Work request
The records are to be copied exactly and in full.

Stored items
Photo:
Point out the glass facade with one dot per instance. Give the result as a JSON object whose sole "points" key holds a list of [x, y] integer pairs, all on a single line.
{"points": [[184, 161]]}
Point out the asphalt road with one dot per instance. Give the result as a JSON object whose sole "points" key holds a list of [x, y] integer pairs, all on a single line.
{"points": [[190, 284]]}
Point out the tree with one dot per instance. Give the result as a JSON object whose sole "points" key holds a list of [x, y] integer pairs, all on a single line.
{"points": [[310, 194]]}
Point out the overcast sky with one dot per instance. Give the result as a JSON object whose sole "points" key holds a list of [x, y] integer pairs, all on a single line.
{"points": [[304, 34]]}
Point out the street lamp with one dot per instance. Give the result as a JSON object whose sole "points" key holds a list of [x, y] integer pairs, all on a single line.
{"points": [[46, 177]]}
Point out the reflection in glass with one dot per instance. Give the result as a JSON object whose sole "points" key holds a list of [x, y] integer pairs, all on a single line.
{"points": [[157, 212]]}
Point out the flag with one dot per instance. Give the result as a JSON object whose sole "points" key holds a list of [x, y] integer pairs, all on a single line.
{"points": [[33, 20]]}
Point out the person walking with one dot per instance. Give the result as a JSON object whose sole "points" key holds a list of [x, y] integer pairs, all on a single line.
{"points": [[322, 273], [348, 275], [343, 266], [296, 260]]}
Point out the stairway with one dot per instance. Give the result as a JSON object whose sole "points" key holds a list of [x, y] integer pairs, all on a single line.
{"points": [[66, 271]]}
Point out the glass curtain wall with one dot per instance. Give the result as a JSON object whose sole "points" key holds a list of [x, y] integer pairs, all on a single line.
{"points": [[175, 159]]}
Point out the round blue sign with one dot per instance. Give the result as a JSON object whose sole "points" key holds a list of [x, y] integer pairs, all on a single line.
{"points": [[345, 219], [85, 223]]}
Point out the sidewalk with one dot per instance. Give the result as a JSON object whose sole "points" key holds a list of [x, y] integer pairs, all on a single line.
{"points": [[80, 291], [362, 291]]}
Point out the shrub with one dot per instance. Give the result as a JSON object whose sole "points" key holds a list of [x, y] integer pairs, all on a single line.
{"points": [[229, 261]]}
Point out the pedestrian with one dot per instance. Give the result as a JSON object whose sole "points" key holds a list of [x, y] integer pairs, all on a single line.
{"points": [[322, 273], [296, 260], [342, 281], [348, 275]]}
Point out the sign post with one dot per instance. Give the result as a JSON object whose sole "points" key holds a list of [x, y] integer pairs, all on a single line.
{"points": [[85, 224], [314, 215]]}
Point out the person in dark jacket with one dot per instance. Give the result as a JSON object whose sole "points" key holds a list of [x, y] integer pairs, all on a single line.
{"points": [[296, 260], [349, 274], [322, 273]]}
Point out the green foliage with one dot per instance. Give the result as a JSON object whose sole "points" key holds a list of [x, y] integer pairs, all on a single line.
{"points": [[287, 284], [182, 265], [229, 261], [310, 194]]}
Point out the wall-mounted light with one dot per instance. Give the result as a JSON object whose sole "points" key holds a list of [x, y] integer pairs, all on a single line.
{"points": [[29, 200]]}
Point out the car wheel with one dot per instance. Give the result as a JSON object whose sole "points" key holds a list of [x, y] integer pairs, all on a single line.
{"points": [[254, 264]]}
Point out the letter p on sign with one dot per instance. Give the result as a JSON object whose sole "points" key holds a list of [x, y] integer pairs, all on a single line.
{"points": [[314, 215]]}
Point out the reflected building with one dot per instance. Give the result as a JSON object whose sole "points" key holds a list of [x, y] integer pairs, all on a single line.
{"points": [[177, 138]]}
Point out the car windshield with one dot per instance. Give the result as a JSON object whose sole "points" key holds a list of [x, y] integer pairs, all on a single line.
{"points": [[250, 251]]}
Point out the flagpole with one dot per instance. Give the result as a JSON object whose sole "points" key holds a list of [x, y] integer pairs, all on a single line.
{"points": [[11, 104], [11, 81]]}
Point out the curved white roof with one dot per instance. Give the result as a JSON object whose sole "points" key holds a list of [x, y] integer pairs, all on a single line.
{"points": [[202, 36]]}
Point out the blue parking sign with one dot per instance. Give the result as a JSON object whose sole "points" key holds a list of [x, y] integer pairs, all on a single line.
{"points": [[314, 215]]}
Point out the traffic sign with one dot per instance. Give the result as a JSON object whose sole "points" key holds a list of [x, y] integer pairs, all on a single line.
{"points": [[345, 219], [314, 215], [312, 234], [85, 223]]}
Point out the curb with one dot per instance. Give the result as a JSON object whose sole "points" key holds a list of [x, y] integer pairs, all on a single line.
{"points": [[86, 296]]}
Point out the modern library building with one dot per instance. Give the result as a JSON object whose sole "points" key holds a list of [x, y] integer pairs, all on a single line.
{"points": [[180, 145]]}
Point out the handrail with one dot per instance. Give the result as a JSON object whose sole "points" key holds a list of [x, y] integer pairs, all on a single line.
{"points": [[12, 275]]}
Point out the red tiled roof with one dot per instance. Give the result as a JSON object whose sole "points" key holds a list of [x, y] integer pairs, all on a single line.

Response below
Photo:
Point out the glass facade with one dot per instance. Give the result as a JSON object whose sole "points" key holds a list of [x, y] integer pairs, all on a single line.
{"points": [[184, 161]]}
Point out the asphalt road with one dot per instance. Give the result as a JSON object whose sole "points" key holds a list of [x, y] integer pairs, all on a single line.
{"points": [[190, 284]]}
Point out the tree with one dot per instance. Give the result as a JSON object whose sole "points" key holds a list of [x, y] integer pairs, all on a single line.
{"points": [[310, 194]]}
Point out the overcast sky with one dot per instance. Give the result as a JSON object whose sole "points" key holds a list of [x, y] integer pairs, all on a single line.
{"points": [[304, 34]]}
Point out the street lamp with one dot per instance. Give the result as a JSON object whose sole "points" key holds a list of [x, y] integer pairs, all on a single line.
{"points": [[46, 177]]}
Point out the reflection in glass with one dot per instance. Give the result as a JSON object whose sole "points" key holds a list of [x, y] integer pairs, all on a single line.
{"points": [[157, 212]]}
Point out the flag with one dot per instance. Give the result as a JSON object whose sole "points" key holds a list of [x, y] integer pairs, all on a single line.
{"points": [[33, 20]]}
Point out the person walking with one dot per instance. Give the result as a JSON object whose sole "points" key holds a list of [x, y] integer pairs, all on a single line.
{"points": [[322, 273], [348, 275], [343, 266], [296, 260]]}
Point out the stairway with one dot per instance. Give the result as a JSON object whose sole "points" key holds a list of [x, y] integer pairs, all on a single line.
{"points": [[66, 271]]}
Point out the glass curtain wall with one dot per instance. Give the result as a JSON object whose sole "points" key holds a list of [x, y] integer pairs, all on a single line.
{"points": [[175, 159]]}
Point out the round blue sign with one dot per instance. Give the result as a JSON object whose sole "points" key holds a list of [x, y] integer pairs, all on a single line.
{"points": [[345, 219], [85, 223]]}
Point out the sidewalk with one dot per instance. Give the result as a JSON object whose sole "points" key holds a list of [x, y] integer pairs, all on a single line.
{"points": [[80, 291], [362, 291]]}
Point out the shrub with one dot per instance. Give the result as a JSON object whose sole "points" key holds a list of [x, y] integer pairs, all on a single line.
{"points": [[229, 261]]}
Point out the pedestrian with one dot per instance. Give the result as a JSON object whose sole "points" key holds a list of [x, y] integer pairs, all on a single line.
{"points": [[322, 273], [296, 260], [342, 281], [348, 275]]}
Point out the sign post with one dot per instance. Give the result as a JSON object whose sole "points" key holds a list of [x, y] integer pairs, all on a single line.
{"points": [[85, 224], [314, 215]]}
Point out the person in dark jacket with one dot per instance. Give the result as a JSON object whose sole "points" key holds a list of [x, y] integer pairs, all on a single line.
{"points": [[296, 260], [349, 274], [322, 273]]}
Point out the green foliage with one dot per instance. Give the result as a JSON object whose sole "points" key holds a list of [x, y] integer pairs, all on a single line.
{"points": [[287, 284], [182, 265], [229, 261], [310, 194]]}
Point out the wall-mounted light with one dot per instance. Give the result as a JSON object whose sole "points" key holds a list of [x, y] integer pairs, all on a single line.
{"points": [[29, 200]]}
Point out the car wheel with one dot per instance. Give the result as a JSON object whose sole "points" key holds a list of [x, y] integer pairs, all on a single line.
{"points": [[254, 264]]}
Point out the letter p on sign with one dot per instance. Give the result as a JSON object whose sole "points" key holds a list of [x, y] integer pairs, all on a single line.
{"points": [[314, 215]]}
Point out the reflected building with one dot per instance. Give the result as a JSON object whose sole "points" key holds a list of [x, y] integer pairs, all on a single line.
{"points": [[177, 138]]}
Point out the car windshield with one dot per instance. Give the result as a JSON object whose sole "points" key holds a list of [x, y] integer pairs, all on a single line.
{"points": [[250, 251]]}
Point out the flagpole with one dot per instance. Give the result as a JSON object whose sole "points" key holds a list of [x, y] integer pairs, all on a single line.
{"points": [[11, 104], [11, 81]]}
Point out the curved white roof with one dot per instance. Give the result as a JSON object whose sole "points" key holds a list of [x, y] integer pairs, all on a single line.
{"points": [[202, 36]]}
Point out the blue parking sign with one dot per instance. Give the result as a JSON object whose sole "points" key holds a list of [x, y] integer pairs, all on a single line.
{"points": [[314, 215]]}
Point out the traffic sign with one dot per instance. Give the result as a JSON object whose sole "points" key holds a list of [x, y] integer pairs, all on a single line.
{"points": [[345, 219], [314, 215], [312, 234], [85, 223]]}
Point out the curb with one dot per instance. Give the result as a JSON object whose sole "points" key holds a list of [x, y] integer pairs, all on a single line.
{"points": [[86, 296]]}
Point out the modern library building with one dot per instance. Give the result as a JSON object whose sole "points" key holds a list of [x, y] integer pairs, all on a single line.
{"points": [[180, 145]]}
Point out the handrail with one dot per instance. Give the result as a JSON object whose sole "points" key holds a list of [x, y] integer pairs, all on a single line.
{"points": [[12, 275]]}
Point out the red tiled roof with one dot per instance. Give the result as a JSON object whose sole "points" key holds a list of [x, y] integer pairs, all on a single line.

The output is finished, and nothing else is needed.